**DATA IN THIS EXERCISE:**
▼

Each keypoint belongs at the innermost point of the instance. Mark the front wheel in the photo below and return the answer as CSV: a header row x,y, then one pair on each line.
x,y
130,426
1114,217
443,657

▲
▼

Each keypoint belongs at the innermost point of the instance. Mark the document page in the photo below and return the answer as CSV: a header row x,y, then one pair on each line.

▲
▼

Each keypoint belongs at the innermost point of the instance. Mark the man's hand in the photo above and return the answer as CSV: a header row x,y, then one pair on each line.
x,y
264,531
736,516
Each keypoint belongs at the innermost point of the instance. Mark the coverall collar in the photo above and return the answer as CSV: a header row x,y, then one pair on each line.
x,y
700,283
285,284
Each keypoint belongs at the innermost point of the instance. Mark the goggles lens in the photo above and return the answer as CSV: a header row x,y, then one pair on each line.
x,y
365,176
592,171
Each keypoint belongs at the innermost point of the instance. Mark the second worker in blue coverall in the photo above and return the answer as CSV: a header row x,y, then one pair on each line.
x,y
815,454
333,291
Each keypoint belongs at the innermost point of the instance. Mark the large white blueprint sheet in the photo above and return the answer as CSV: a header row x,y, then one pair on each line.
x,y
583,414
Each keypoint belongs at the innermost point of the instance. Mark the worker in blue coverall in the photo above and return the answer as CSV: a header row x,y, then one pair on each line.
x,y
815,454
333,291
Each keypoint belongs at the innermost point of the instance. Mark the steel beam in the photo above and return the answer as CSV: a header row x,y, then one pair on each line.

▲

**WHAT TO WORK ON:** Copy the material above word for word, starting at the line that contains "Mark the second" and stopping after the line that contains "Mark the steel".

**EXERCISE RESPONSE:**
Each keypoint belongs at the innermost point of the instance. Mark the second worker in blue coverall in the photo above and return the answer as CSV: a header row x,y, then one pair on each line.
x,y
815,454
333,291
Each keypoint belongs at the innermost point of the instance. Mark the large white blueprint sheet in the photo above and return the answer as CSV: a header row x,y, then one pair on each line.
x,y
583,414
Each keypoint belongs at the innermost point of the instance. Mark the worker in blue coverall in the photo above and return the answer as CSV: a header row x,y, then one pair on each line.
x,y
815,454
333,291
Each keypoint belongs at the innermost point of the instance. Mark the steel beam in the photo above and return the answer as CSV: a header row x,y, then one pair on each line.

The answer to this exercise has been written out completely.